(The task) Go through the material and copy each line that includes "below".

(Supplied material)

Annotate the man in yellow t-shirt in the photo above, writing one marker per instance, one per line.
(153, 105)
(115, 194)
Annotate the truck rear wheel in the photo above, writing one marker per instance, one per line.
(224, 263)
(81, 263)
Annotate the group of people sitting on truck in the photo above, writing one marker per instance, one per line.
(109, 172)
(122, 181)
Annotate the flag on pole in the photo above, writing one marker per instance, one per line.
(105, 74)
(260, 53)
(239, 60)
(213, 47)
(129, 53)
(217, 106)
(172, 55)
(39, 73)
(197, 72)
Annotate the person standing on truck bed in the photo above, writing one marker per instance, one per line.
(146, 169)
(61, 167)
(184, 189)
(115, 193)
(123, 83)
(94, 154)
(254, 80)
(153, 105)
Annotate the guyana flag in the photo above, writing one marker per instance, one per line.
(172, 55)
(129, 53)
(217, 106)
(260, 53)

---

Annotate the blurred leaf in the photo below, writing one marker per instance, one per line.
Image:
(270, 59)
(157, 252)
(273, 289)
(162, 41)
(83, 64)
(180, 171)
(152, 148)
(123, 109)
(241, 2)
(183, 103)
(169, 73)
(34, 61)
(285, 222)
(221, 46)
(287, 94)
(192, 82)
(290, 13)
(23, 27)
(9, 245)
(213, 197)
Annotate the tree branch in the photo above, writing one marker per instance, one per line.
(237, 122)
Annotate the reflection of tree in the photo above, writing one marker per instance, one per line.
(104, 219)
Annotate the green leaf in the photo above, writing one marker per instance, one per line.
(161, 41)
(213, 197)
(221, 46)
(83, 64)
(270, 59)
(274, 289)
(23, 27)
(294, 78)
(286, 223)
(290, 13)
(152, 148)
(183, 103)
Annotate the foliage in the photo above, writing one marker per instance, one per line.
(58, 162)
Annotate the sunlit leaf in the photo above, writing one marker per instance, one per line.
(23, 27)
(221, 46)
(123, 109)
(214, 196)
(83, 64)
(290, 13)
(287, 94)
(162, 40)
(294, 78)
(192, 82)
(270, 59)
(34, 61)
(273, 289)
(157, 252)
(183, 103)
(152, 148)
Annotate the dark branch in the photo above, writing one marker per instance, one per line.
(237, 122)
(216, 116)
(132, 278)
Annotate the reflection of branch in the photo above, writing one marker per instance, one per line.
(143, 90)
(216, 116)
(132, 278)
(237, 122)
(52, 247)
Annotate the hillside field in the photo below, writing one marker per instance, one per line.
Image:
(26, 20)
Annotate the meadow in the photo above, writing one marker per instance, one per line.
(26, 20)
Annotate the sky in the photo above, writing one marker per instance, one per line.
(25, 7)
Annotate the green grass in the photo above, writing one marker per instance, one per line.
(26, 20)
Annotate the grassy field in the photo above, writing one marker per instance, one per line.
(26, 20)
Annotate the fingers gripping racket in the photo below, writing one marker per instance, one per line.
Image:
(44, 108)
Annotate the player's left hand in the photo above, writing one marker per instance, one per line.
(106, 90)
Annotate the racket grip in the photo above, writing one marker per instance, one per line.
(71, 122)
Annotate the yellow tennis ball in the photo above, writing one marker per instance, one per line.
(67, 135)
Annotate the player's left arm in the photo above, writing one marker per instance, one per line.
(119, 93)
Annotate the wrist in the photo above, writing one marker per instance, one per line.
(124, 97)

(Solution to this exercise)
Annotate the blurred leaf in the photo below, writing one marker per instance, one per line.
Annotate the hillside field in the photo below, writing one marker per instance, one per line.
Annotate the fingers gripping racket in the photo below, writing one marker per instance, one per line.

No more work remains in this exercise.